Begin Dataset
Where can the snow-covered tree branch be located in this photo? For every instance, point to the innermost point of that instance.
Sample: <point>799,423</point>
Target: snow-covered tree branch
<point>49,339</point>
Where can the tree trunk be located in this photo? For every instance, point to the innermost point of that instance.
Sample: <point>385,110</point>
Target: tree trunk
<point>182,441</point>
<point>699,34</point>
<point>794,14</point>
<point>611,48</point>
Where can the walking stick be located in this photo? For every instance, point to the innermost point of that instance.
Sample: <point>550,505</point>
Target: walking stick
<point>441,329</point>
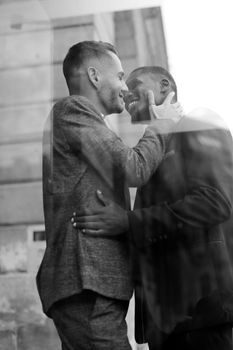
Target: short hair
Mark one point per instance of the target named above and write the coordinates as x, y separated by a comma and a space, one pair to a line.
80, 52
157, 70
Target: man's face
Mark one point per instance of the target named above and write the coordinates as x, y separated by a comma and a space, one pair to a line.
136, 101
112, 85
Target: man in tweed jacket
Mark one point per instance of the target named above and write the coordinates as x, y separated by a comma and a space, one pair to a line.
183, 275
84, 283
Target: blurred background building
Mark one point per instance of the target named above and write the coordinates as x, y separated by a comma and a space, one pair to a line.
34, 38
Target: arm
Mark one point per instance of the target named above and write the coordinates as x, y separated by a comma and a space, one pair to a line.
208, 202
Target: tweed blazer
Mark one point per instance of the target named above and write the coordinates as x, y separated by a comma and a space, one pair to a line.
80, 155
181, 254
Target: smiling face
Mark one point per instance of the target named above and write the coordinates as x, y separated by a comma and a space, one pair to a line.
112, 85
136, 100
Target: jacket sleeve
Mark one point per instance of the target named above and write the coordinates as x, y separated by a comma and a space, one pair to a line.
208, 198
87, 134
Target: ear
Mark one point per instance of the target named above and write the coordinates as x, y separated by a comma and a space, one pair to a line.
165, 85
94, 76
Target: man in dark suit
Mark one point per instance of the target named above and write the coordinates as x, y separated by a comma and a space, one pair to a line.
182, 272
85, 283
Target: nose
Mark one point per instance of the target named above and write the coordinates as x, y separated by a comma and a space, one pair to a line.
127, 93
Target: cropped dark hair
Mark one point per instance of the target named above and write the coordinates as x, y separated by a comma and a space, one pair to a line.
83, 50
157, 70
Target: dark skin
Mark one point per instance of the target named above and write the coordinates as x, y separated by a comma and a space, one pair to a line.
111, 219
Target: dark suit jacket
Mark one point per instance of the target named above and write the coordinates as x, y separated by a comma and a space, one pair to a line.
181, 252
82, 155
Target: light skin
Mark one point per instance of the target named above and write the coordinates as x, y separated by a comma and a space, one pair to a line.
101, 80
144, 96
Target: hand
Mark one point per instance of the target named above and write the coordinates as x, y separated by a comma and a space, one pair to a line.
167, 110
110, 220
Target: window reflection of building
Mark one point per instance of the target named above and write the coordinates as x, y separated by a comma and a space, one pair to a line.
31, 79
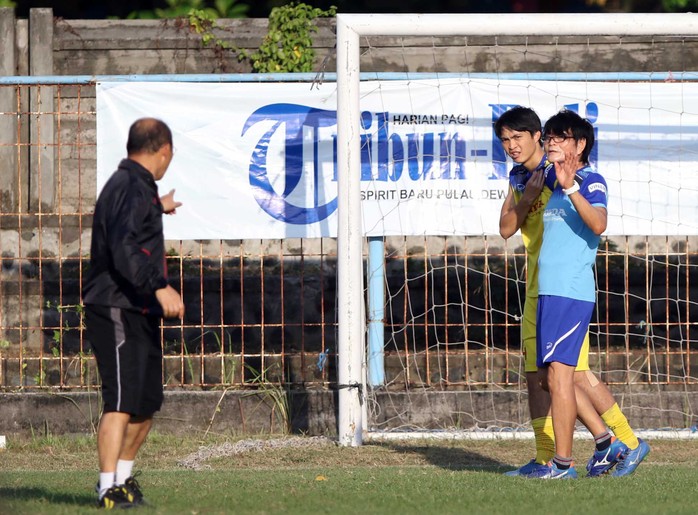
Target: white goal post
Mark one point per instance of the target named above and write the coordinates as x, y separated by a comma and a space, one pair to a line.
350, 28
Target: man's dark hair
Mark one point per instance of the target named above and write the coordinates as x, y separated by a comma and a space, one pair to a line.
569, 122
519, 118
148, 135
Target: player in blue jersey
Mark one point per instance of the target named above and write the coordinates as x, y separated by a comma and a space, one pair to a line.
531, 182
573, 220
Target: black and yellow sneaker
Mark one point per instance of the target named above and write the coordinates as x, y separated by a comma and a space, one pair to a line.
133, 490
115, 497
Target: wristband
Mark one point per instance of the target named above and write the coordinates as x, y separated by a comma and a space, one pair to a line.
572, 189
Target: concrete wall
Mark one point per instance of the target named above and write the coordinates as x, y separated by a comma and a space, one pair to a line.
48, 189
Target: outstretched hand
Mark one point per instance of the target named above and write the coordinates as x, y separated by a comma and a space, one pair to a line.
170, 301
534, 186
169, 204
566, 170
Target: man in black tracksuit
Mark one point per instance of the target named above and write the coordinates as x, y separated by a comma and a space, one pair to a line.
125, 295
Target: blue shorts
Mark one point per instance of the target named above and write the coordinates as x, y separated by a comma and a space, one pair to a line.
562, 324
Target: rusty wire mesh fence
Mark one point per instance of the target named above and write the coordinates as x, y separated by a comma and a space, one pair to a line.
265, 310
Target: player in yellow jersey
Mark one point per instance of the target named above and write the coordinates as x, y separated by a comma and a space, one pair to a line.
531, 182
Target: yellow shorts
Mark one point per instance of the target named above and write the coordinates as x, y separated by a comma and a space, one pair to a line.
528, 335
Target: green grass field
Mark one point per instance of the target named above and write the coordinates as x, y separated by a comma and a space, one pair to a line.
57, 475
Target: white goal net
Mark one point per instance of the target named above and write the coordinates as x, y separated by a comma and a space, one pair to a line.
421, 174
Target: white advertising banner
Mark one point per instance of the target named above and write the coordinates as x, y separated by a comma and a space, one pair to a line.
259, 160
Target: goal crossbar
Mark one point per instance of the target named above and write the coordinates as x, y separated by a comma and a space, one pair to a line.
350, 28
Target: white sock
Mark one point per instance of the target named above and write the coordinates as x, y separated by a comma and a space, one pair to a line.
123, 471
106, 481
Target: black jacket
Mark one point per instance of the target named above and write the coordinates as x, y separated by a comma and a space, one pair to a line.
127, 255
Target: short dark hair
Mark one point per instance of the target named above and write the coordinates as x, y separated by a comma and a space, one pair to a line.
520, 119
148, 135
578, 127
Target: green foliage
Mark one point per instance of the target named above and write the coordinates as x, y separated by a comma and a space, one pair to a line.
288, 45
184, 8
680, 6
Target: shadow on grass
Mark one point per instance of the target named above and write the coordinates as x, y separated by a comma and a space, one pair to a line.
32, 493
450, 458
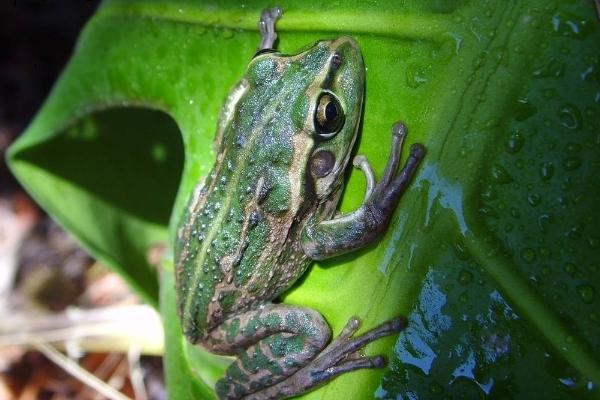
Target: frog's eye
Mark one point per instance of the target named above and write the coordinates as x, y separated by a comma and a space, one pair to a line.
329, 116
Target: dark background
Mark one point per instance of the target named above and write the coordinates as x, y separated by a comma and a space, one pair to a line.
36, 41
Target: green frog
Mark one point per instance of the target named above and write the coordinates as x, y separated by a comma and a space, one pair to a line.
268, 208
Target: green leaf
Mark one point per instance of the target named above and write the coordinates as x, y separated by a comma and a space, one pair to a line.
493, 253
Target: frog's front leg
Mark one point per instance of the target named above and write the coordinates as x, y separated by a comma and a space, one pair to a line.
271, 343
324, 239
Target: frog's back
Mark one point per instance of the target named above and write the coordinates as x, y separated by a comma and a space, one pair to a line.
238, 243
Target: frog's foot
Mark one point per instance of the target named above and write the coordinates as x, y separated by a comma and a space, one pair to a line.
266, 25
385, 194
341, 356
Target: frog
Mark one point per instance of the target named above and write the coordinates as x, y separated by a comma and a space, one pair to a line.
268, 209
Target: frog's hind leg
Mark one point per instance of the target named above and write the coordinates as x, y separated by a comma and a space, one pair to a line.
266, 25
341, 356
271, 344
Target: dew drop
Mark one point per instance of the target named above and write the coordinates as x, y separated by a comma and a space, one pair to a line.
524, 109
586, 293
514, 143
534, 199
571, 163
547, 170
570, 117
465, 277
528, 255
500, 174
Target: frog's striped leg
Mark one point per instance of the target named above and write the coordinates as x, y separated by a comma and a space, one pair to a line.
266, 25
324, 239
271, 343
339, 357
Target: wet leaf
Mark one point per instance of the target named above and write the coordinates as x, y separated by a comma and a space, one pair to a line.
493, 253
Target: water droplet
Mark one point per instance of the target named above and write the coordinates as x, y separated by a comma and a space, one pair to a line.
570, 117
553, 68
528, 255
575, 231
534, 199
488, 211
415, 76
500, 174
227, 33
465, 277
514, 143
547, 170
571, 163
435, 388
586, 293
524, 109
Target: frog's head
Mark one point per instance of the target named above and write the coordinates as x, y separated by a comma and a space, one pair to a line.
313, 102
334, 112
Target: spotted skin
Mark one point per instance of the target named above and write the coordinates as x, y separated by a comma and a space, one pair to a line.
266, 210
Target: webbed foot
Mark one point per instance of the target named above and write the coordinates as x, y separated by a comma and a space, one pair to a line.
340, 356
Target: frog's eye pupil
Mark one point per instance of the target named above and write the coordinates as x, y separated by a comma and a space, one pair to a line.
330, 111
329, 117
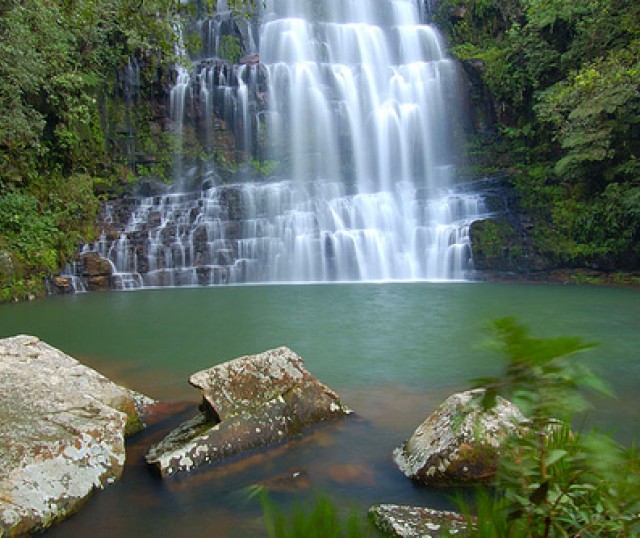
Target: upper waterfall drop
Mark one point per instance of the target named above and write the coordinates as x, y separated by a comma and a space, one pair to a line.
356, 101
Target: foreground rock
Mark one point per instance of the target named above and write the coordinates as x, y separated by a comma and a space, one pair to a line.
248, 402
62, 432
418, 522
459, 443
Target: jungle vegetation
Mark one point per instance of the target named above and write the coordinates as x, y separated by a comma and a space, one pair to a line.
557, 102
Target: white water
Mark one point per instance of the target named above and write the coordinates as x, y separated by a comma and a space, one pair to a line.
362, 107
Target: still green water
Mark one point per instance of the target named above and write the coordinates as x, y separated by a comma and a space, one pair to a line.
392, 351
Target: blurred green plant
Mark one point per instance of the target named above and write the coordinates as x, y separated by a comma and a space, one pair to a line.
321, 520
554, 481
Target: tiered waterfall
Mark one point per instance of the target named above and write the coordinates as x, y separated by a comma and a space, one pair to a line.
354, 103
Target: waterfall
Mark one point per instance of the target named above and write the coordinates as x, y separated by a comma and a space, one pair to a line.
355, 101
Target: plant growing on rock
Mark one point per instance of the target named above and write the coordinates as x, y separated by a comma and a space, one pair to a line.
553, 481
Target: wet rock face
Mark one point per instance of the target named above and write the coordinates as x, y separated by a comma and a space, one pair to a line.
97, 271
460, 442
248, 402
418, 522
62, 429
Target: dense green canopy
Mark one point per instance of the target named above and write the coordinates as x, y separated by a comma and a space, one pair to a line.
564, 82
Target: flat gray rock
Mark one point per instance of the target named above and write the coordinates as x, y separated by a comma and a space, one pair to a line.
62, 429
248, 402
418, 522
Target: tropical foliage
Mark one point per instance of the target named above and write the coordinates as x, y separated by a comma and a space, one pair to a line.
563, 79
553, 480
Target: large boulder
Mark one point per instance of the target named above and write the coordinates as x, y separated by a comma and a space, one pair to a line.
248, 402
460, 442
62, 429
419, 522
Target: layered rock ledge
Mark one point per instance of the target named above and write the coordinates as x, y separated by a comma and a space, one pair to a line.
62, 433
248, 402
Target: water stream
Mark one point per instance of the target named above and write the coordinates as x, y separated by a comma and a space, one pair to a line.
357, 105
392, 351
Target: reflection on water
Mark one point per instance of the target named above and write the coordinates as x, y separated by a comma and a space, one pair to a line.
393, 353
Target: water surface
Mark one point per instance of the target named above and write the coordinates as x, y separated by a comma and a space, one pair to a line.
393, 352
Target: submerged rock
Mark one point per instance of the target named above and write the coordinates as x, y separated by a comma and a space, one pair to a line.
459, 443
62, 432
418, 522
248, 402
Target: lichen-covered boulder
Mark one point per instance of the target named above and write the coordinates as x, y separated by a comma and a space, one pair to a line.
460, 442
62, 429
248, 402
419, 522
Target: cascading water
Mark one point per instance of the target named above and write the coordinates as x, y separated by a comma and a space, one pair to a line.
360, 102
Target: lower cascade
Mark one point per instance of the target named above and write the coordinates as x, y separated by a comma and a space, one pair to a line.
355, 104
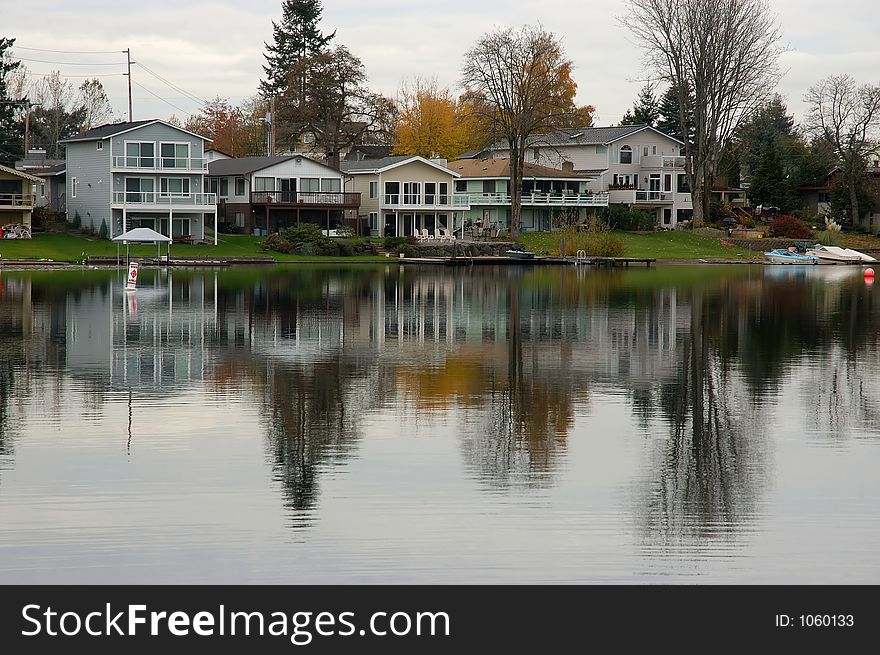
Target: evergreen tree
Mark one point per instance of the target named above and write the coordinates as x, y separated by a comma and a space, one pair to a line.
295, 38
11, 127
646, 110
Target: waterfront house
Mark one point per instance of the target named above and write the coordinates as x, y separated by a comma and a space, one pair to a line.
405, 194
636, 165
262, 195
140, 174
18, 191
548, 196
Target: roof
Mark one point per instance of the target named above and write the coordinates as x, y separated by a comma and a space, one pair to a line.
585, 136
142, 235
388, 163
21, 174
245, 165
112, 129
501, 168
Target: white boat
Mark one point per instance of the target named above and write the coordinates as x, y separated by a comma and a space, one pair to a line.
836, 255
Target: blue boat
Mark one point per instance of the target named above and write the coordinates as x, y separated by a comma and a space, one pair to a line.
783, 256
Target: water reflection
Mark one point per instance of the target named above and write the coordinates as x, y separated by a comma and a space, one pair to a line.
698, 370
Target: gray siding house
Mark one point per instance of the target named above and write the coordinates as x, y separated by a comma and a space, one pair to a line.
140, 174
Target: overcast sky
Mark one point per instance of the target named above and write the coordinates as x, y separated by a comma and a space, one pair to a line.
214, 48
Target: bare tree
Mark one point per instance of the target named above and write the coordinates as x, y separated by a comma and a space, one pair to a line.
94, 101
523, 79
847, 116
722, 58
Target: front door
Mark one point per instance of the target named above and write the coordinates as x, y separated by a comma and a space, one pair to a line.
288, 189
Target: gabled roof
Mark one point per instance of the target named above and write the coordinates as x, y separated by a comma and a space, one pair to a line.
112, 129
21, 174
245, 165
389, 163
584, 136
500, 168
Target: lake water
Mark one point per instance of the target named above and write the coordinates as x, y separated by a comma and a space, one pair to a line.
377, 424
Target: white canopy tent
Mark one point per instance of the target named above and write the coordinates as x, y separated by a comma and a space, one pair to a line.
142, 235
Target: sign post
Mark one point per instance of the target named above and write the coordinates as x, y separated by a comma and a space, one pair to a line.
131, 283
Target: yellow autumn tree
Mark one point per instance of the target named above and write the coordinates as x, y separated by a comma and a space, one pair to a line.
430, 121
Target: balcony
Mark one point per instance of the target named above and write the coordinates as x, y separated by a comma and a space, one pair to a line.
165, 164
307, 199
152, 200
639, 197
663, 161
541, 199
16, 201
437, 202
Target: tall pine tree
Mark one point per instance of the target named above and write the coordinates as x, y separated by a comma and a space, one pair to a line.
646, 111
296, 37
11, 128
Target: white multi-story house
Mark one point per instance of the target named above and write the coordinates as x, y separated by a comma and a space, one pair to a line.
140, 174
636, 165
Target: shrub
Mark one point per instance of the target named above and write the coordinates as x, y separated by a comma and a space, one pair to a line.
791, 227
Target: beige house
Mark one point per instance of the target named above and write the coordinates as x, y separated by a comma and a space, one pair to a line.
17, 196
405, 194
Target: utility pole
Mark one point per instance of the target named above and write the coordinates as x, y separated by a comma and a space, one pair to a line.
127, 52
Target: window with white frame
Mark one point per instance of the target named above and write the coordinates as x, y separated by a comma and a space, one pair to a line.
174, 155
412, 193
174, 187
140, 154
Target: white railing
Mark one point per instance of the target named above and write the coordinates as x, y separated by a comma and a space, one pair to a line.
662, 161
653, 196
549, 199
153, 198
163, 163
428, 200
16, 200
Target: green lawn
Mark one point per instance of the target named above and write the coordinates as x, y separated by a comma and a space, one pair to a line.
64, 247
657, 245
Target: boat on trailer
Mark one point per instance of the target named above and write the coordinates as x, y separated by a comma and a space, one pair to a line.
836, 255
784, 256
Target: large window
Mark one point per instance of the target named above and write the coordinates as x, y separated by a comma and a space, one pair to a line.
264, 184
412, 193
683, 186
310, 184
174, 187
392, 193
174, 155
140, 154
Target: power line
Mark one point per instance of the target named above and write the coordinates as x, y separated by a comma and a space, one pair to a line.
69, 52
171, 84
171, 104
74, 63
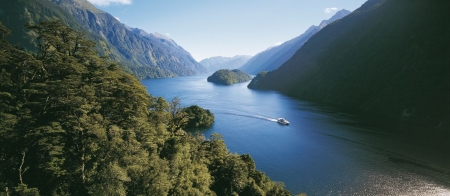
End Dataset
— The request —
Convert the lines from the first one through the line containing "<point>441,329</point>" into a two-column CSV with the headers input and output. Each row should hold one block of asking text in input and all the points given for it in output, with every field quoted and line breaks replaced by spaces.

— Exercise response —
input,output
"Where can the snow-covered tree branch be located in this photo? For every instance, point to the innermost point of that instance. Sample: <point>799,423</point> Target: snow-covered tree branch","<point>49,339</point>"
"Where can the tree trunk be located in this photo? For every instance, point to the innermost point of that instance. Sample: <point>385,110</point> Target: tree trunk","<point>182,441</point> <point>699,34</point> <point>794,14</point> <point>611,48</point>"
"Where can the walking stick be located in this photo? For every instance, point to the innermost point of that instance. Sample: <point>550,505</point> Target: walking stick","<point>441,329</point>"